• [Description of the task] Below is a set of records. Repeat all of them exactly.

(Object position labeling entries)
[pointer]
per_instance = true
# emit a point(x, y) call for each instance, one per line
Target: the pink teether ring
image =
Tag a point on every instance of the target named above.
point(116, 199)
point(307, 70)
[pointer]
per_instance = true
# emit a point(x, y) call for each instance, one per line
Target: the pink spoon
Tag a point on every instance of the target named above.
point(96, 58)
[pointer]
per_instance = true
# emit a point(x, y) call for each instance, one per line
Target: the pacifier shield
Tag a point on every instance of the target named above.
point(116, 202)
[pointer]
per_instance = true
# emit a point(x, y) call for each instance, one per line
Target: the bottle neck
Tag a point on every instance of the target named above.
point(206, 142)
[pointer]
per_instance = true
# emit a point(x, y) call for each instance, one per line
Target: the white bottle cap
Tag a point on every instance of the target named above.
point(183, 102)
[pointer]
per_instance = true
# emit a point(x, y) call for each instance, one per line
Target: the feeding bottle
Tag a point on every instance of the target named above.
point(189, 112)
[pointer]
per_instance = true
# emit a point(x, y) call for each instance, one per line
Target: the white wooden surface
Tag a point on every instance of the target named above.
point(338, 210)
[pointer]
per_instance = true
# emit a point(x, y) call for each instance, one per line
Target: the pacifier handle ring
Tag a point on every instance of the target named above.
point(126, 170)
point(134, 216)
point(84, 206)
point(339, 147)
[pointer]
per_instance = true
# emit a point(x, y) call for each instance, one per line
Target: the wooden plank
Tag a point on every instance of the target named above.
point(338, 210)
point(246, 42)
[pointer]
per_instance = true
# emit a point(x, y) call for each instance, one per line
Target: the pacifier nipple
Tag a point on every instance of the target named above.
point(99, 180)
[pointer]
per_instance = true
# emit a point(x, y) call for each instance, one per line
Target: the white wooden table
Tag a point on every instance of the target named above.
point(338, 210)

• [Answer to this problem]
[pointer]
per_instance = true
# emit a point(x, y) call for each instance, one per line
Target: the pink teether ring
image =
Tag a point on every instance of the target named above.
point(116, 199)
point(307, 70)
[pointer]
per_instance = true
# emit a point(x, y) call for each instance, one per line
Target: the pink spoon
Tag a point on every instance of the target named above.
point(96, 58)
[pointer]
per_instance = true
# emit a point(x, y) call for each instance, one per line
Target: the pacifier shield
Tag a point on every instance of the target named above.
point(116, 202)
[pointer]
per_instance = true
# emit a point(x, y) call for each instance, one per line
Target: the bottle neck
Tag a point on every instance of the target named above.
point(206, 142)
[pointer]
per_instance = true
# emit a point(x, y) call for each instance, one per line
Target: the white bottle cap
Tag a point on every instance of the target named above.
point(183, 102)
[pointer]
per_instance = true
# emit a point(x, y) call for each instance, one per line
Target: the feeding bottle
Tag a point on every instance of the target named above.
point(189, 112)
[pointer]
per_instance = true
# emit a point(x, y) call for each instance, one per line
Target: the white wooden surface
Tag a point on every instance of the target named above.
point(338, 210)
[pointer]
per_instance = true
# emit a point(x, y) call for each instance, one per line
Target: the pacifier handle ring
Tag a point on every instance of the target named above.
point(126, 170)
point(134, 216)
point(84, 206)
point(339, 147)
[pointer]
per_instance = true
# emit a point(x, y) call for each instance, one per line
Target: the wooden plank
Tag a point on every instance of the target named above.
point(338, 210)
point(246, 42)
[pointer]
per_instance = true
# emit a point(x, y) call for each instance, one per line
Target: the pacifier nipple
Tag a point on every instance of the target named above.
point(99, 180)
[pointer]
per_instance = true
# emit a point(x, y) call for each instance, one per line
Target: the white wooden table
Tag a point on every instance of the target named above.
point(338, 210)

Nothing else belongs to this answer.